▶ _PROBLEM TO WORK ON_: Write out, word for word, every line in the data below from the one containing "dark hijab with one point per instance." to the one containing "windscreen with one point per instance.", both of them included.

[Stored entries]
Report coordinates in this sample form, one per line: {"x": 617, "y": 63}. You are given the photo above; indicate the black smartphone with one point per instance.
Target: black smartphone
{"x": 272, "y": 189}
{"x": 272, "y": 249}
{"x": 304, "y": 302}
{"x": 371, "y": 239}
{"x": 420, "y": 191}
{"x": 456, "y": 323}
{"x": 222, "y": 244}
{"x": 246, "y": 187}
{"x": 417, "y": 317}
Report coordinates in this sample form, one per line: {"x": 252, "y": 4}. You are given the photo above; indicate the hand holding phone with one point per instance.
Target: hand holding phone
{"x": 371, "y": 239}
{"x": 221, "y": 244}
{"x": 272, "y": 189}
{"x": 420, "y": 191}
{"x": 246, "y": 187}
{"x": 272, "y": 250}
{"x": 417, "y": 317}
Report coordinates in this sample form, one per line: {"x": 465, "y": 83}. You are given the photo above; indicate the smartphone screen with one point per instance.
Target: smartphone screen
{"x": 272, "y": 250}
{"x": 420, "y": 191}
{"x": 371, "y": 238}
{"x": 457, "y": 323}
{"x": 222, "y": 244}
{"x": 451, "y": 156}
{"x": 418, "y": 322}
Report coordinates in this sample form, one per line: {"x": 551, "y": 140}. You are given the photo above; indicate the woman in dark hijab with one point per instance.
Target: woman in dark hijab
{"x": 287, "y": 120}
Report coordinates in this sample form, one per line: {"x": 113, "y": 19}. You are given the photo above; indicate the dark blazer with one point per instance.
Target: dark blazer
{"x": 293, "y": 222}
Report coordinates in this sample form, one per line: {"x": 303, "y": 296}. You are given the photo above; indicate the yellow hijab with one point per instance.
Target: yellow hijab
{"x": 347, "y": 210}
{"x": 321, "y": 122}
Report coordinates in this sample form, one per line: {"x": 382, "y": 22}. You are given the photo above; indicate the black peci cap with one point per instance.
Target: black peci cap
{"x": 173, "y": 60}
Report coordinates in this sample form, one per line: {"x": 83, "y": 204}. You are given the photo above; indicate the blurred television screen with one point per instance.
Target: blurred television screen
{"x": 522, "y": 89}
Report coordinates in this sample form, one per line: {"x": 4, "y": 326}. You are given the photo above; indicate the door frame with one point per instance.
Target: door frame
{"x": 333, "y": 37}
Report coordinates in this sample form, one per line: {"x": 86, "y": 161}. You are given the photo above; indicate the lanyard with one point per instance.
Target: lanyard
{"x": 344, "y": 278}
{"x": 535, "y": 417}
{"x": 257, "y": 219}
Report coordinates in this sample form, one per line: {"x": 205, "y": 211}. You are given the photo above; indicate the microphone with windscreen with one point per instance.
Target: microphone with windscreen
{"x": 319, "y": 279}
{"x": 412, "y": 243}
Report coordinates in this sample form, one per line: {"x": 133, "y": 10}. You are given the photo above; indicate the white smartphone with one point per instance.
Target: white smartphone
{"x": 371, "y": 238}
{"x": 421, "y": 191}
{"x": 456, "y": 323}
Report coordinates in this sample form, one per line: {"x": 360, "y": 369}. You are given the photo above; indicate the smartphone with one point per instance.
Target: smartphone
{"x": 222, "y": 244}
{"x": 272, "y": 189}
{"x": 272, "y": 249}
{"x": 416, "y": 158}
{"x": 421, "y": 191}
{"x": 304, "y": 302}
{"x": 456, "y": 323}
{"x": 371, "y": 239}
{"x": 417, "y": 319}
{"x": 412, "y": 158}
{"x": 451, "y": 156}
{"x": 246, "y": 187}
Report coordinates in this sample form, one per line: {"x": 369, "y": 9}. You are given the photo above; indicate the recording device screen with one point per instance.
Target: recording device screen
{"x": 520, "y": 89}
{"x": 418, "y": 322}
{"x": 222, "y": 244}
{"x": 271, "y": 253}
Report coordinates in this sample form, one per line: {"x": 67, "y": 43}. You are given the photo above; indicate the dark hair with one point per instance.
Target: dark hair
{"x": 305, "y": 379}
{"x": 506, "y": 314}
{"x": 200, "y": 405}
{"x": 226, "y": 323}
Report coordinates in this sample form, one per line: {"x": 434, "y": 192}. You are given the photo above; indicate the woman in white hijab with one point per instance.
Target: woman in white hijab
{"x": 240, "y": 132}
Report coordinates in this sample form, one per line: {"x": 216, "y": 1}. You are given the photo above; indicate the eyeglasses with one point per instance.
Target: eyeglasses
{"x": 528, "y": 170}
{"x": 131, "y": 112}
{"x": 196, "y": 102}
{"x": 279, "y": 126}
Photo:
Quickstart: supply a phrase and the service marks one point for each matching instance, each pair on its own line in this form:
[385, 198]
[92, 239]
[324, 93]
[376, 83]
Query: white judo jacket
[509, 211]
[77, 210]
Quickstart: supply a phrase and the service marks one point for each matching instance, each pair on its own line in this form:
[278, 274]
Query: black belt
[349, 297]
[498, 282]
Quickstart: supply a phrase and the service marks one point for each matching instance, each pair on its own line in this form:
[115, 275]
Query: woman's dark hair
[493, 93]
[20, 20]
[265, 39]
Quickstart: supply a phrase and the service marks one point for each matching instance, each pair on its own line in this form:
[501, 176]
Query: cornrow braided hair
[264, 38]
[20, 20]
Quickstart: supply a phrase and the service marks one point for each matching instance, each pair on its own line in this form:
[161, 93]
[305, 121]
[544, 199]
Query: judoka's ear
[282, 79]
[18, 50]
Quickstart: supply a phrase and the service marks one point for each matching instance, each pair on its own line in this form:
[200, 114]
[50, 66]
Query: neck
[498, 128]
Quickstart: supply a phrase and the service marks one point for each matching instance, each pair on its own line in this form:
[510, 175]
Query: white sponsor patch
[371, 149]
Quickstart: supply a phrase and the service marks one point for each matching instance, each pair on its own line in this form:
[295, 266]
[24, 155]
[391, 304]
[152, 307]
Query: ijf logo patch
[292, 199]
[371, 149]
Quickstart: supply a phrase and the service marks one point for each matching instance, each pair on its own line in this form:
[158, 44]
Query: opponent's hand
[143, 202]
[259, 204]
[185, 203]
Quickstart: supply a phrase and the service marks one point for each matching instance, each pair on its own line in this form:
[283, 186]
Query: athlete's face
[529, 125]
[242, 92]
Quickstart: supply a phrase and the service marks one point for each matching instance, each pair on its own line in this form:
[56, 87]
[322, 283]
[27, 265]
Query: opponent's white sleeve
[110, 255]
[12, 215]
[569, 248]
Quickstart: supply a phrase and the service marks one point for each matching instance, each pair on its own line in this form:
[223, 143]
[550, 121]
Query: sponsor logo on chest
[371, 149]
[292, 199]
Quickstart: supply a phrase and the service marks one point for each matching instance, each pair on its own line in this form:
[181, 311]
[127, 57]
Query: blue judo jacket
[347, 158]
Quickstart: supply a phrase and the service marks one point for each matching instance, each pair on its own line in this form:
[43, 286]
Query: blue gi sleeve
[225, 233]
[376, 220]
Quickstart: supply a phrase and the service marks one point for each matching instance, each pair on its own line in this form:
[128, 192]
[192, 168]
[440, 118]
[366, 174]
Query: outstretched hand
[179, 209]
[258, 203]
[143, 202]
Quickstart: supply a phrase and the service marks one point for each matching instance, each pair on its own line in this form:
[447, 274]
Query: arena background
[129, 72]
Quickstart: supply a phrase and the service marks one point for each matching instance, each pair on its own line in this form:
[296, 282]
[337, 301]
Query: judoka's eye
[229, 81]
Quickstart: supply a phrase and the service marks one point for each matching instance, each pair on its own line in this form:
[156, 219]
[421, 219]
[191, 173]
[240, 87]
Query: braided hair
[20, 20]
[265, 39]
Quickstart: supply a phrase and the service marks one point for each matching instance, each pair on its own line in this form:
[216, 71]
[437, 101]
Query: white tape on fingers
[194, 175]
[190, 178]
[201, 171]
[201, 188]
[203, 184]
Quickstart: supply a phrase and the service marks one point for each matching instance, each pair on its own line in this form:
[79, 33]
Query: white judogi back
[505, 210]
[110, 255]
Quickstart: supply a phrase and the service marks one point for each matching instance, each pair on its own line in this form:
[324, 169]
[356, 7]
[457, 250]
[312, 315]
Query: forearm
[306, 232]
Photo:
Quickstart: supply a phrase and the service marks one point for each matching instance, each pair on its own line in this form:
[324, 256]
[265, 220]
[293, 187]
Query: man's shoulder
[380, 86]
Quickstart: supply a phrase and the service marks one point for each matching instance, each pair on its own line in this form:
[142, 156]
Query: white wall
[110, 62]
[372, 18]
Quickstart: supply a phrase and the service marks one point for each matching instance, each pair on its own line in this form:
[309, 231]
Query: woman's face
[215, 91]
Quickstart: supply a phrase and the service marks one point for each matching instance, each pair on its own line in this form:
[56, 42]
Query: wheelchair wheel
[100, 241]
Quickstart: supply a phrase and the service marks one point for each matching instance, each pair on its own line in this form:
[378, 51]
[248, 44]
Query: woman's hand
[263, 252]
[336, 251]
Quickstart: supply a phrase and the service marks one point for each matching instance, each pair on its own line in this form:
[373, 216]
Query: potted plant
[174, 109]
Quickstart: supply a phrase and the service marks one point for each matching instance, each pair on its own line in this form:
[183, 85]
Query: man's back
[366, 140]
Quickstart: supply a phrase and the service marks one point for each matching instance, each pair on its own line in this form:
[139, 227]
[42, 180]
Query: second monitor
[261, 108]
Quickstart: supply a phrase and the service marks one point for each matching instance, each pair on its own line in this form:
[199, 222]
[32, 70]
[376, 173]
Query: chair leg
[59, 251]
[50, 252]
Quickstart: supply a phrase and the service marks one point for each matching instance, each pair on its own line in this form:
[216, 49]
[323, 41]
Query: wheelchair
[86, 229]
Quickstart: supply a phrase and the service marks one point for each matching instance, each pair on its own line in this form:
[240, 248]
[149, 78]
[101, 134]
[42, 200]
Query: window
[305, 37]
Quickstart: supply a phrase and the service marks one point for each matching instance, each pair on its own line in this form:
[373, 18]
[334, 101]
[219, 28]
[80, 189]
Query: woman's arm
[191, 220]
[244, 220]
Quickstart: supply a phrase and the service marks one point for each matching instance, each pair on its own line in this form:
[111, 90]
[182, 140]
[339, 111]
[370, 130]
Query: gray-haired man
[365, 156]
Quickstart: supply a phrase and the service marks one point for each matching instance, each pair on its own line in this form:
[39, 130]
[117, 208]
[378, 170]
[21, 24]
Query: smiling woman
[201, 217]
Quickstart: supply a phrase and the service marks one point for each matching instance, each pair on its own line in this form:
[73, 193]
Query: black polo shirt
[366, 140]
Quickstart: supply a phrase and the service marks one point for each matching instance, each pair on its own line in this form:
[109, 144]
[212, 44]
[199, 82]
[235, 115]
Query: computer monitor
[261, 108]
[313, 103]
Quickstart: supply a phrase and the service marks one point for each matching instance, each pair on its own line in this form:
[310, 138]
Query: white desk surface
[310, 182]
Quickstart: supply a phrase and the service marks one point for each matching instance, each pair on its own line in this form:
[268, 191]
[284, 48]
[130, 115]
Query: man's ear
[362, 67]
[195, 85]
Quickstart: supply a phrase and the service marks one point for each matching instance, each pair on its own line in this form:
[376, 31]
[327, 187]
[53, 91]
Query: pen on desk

▶ _ANSWER_:
Report coordinates in this sample form, one per line: {"x": 551, "y": 140}. You are given the photo above; indicate the woman in dark hijab with one point per instance.
Target: woman in dark hijab
{"x": 287, "y": 120}
Report coordinates in this sample form, one per line: {"x": 113, "y": 19}. You are given the photo above; indicate the dark blazer with one point per instance.
Target: dark blazer
{"x": 293, "y": 222}
Report coordinates in this sample form, one per line: {"x": 303, "y": 296}. You are given the photo above; indicate the yellow hijab with one point per instance.
Target: yellow hijab
{"x": 347, "y": 210}
{"x": 321, "y": 122}
Report coordinates in this sample form, one per line: {"x": 382, "y": 22}. You are given the photo above; indicate the black peci cap with one point per instance.
Target: black peci cap
{"x": 173, "y": 60}
Report coordinates in this sample form, one per line: {"x": 83, "y": 204}. You are given the photo above; indicate the blurred television screen with one point per instance.
Target: blurred television screen
{"x": 522, "y": 89}
Report coordinates in this sample form, one per line: {"x": 4, "y": 326}. You are given the photo above; indicate the door frame with one point per instance.
Target: door frame
{"x": 333, "y": 37}
Report coordinates in this sample form, one per line: {"x": 86, "y": 161}. You are given the photo above; indicate the lanyard with one point per instance.
Target: lanyard
{"x": 344, "y": 278}
{"x": 535, "y": 417}
{"x": 257, "y": 219}
Report coordinates in this sample form, one per line: {"x": 205, "y": 211}. You are given the photo above; indicate the microphone with windscreen with one point per instance.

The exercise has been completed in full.